=== Section Start ===
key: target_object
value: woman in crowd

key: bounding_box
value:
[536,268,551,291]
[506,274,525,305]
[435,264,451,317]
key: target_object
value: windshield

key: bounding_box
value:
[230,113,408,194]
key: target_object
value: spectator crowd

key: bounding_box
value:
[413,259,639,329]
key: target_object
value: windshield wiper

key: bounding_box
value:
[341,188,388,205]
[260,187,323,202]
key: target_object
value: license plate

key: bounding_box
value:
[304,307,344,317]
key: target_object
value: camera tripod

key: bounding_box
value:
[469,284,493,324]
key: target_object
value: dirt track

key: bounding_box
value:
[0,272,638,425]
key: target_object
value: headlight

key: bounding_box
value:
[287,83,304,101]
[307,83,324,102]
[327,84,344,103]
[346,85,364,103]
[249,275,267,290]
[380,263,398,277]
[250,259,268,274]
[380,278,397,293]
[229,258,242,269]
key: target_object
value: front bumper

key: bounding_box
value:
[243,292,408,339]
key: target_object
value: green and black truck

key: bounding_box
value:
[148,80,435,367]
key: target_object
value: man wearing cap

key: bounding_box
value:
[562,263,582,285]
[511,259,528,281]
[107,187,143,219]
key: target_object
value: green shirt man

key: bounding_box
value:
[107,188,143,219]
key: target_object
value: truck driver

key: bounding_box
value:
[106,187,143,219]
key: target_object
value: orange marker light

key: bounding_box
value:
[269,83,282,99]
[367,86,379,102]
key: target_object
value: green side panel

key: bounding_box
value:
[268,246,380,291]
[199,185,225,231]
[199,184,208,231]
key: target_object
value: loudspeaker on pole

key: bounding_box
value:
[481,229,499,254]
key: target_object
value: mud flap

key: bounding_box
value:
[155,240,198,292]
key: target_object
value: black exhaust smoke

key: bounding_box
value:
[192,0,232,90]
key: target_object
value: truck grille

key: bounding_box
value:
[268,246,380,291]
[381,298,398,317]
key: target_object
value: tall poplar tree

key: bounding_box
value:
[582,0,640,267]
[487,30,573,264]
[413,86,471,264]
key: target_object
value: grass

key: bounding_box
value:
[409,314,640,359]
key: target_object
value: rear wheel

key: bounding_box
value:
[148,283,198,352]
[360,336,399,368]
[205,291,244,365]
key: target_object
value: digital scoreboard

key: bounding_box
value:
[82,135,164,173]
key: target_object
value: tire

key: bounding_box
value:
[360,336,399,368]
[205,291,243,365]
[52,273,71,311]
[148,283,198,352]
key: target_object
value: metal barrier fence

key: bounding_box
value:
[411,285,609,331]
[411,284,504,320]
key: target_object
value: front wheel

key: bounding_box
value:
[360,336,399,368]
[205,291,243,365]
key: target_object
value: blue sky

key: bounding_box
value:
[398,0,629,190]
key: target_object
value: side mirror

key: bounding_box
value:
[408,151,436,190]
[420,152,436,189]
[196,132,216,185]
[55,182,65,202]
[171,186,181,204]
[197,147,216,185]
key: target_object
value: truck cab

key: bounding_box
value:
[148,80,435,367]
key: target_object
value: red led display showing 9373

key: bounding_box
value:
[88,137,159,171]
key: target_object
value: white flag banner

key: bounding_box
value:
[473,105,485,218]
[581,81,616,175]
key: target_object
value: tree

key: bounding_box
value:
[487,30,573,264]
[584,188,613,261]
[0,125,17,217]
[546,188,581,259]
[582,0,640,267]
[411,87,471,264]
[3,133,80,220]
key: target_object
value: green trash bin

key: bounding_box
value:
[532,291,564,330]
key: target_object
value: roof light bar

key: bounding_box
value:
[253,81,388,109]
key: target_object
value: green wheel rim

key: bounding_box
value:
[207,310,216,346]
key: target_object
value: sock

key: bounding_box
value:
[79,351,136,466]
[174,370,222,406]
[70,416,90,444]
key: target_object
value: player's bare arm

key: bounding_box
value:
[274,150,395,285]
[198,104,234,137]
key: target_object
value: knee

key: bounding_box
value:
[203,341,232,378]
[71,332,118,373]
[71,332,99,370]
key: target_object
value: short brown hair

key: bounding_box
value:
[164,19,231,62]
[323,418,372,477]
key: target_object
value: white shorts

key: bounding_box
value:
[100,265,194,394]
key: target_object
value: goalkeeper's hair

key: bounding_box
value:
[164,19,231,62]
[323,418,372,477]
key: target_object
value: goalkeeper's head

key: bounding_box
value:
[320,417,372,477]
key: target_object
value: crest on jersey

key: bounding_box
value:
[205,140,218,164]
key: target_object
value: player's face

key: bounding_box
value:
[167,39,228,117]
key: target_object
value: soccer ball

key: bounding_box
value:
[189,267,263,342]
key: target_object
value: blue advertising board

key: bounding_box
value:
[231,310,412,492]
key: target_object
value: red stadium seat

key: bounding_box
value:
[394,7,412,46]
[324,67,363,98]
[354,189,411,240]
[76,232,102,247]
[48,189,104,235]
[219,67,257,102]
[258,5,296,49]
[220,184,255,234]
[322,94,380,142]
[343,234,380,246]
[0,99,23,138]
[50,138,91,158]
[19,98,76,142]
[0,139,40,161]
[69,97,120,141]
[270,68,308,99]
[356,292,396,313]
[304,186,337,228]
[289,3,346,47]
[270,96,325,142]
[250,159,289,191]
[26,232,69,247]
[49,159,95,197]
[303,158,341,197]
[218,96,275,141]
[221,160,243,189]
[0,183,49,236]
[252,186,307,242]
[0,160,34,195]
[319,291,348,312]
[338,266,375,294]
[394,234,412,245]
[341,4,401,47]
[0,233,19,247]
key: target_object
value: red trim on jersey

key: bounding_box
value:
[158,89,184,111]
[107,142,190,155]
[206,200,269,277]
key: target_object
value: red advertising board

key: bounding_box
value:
=== Section End ===
**What is expected:**
Reproduce each line of the data without any change.

**Exercise response:**
key: target_object
value: woman in crowd

key: bounding_box
value:
[536,268,551,291]
[506,274,525,305]
[435,264,451,317]
key: target_object
value: windshield

key: bounding_box
value:
[230,113,408,194]
key: target_object
value: spectator crowd

key: bounding_box
value:
[413,259,639,329]
key: target_object
value: windshield wiper

key: bounding_box
value:
[341,188,388,205]
[260,187,323,202]
key: target_object
value: license plate

key: bounding_box
value:
[304,307,344,317]
key: target_object
value: camera tripod

key: bounding_box
value:
[469,284,493,324]
key: target_object
value: dirt track

key: bounding_box
value:
[0,272,638,425]
key: target_object
value: headlight

key: bounding_box
value:
[287,83,304,101]
[307,83,324,102]
[327,84,344,103]
[346,85,364,103]
[249,275,267,290]
[380,263,398,277]
[250,259,268,274]
[380,278,397,293]
[229,258,242,269]
key: target_object
value: front bumper

key: bounding_box
value:
[243,292,408,339]
key: target_object
value: green and black truck

key: bounding_box
value:
[148,80,435,367]
key: target_object
value: man wearing cap

key: bounding_box
value:
[562,263,582,285]
[511,259,528,281]
[107,187,143,219]
key: target_object
value: green shirt man

key: bounding_box
value:
[107,188,143,219]
key: target_object
value: truck driver

key: bounding_box
value:
[106,187,143,219]
key: target_object
value: orange marker light

key: bounding_box
value:
[269,83,282,99]
[367,86,379,102]
key: target_object
value: green side panel

key: bounding_box
value:
[268,246,380,291]
[199,185,225,231]
[199,184,208,231]
key: target_object
value: loudspeaker on pole

key: bounding_box
value:
[481,229,499,254]
key: target_object
value: mud flap

key: bounding_box
value:
[155,240,198,292]
key: target_object
value: black exhaust smoke

key: bounding_box
value:
[192,0,232,90]
key: target_object
value: truck grille

key: bounding_box
value:
[268,246,380,291]
[381,298,398,317]
key: target_object
value: tall poplar tree

key: bounding_box
value:
[582,0,640,267]
[487,30,573,264]
[413,86,471,264]
key: target_object
value: grass

key: bounding_box
value:
[409,314,640,359]
key: target_object
value: rear wheel

key: bounding_box
value:
[148,283,198,352]
[360,336,399,368]
[205,291,244,365]
key: target_object
value: digital scoreboard

key: bounding_box
value:
[82,135,164,173]
key: target_object
value: tire

key: bounding_box
value:
[360,336,399,368]
[205,291,243,365]
[52,273,71,311]
[148,283,198,352]
key: target_object
value: metal barrier fence

key: bounding_box
value:
[411,285,609,331]
[411,284,504,320]
key: target_object
value: front wheel

key: bounding_box
value:
[360,336,399,368]
[205,291,243,365]
key: target_object
value: blue sky

key: bounding_box
value:
[398,0,629,190]
key: target_object
value: side mirror

key: bounding_box
value:
[408,151,436,190]
[420,152,436,189]
[196,132,216,185]
[55,182,65,202]
[171,186,181,204]
[197,147,216,185]
key: target_object
value: truck cab

key: bounding_box
value:
[148,80,435,367]
key: target_object
value: red led display showing 9373

key: bounding_box
value:
[88,137,159,171]
key: target_object
value: white flag banner

key: bounding_box
value:
[473,105,485,218]
[581,81,616,175]
key: target_object
value: tree

key: bounding_box
value:
[487,30,573,264]
[584,188,613,261]
[0,125,17,217]
[546,188,581,259]
[582,0,640,267]
[411,87,471,264]
[3,133,80,220]
key: target_object
value: green trash bin

key: bounding_box
value:
[532,291,564,330]
key: target_object
value: roof light bar

key: bounding_box
value:
[253,81,388,109]
key: target_object
value: green wheel rim

key: bounding_box
value:
[207,310,216,346]
key: target_object
value: sock

key: bounding_box
value:
[79,351,136,466]
[174,370,222,406]
[70,416,90,444]
key: target_object
value: player's bare arm

key: bounding_box
value:
[274,150,395,285]
[198,104,234,137]
key: target_object
value: knee

key: bounding_box
value:
[203,341,232,378]
[71,332,118,373]
[71,332,99,370]
key: target_object
value: short brown hair

key: bounding_box
value:
[164,19,231,62]
[323,418,372,477]
key: target_object
value: white shorts

key: bounding_box
value:
[100,265,194,394]
key: target_object
value: goalkeeper's hair

key: bounding_box
value:
[164,19,231,62]
[323,418,372,477]
key: target_object
value: goalkeeper's head

key: bounding_box
value:
[320,417,372,477]
key: target_object
value: crest on jersey

key: bounding_box
value:
[205,140,218,164]
key: target_object
value: player's face

key: bounding_box
value:
[167,39,228,117]
key: target_object
value: soccer ball

key: bounding_box
value:
[189,267,263,342]
key: target_object
value: blue advertising board

key: bounding_box
value:
[231,310,412,492]
key: target_object
value: red stadium seat

key: bounding_box
value:
[394,7,412,46]
[324,67,363,98]
[354,189,411,240]
[76,232,102,247]
[48,189,104,235]
[219,67,257,102]
[258,5,296,49]
[220,184,255,234]
[322,94,380,142]
[343,234,380,246]
[0,99,23,138]
[50,138,91,158]
[19,98,76,142]
[0,139,40,161]
[69,97,120,141]
[270,68,308,99]
[356,292,396,313]
[304,186,337,228]
[289,3,346,47]
[270,96,325,142]
[250,159,289,191]
[26,232,69,247]
[49,159,95,197]
[303,158,341,197]
[218,96,275,141]
[221,160,243,189]
[0,183,49,236]
[252,186,307,242]
[0,160,34,195]
[319,291,348,312]
[338,266,375,294]
[394,234,412,245]
[341,4,401,47]
[0,233,19,247]
key: target_object
value: red trim on jersey

key: bounding_box
value:
[158,89,184,111]
[107,142,190,155]
[206,200,269,277]
key: target_object
value: red advertising board

key: bounding_box
value:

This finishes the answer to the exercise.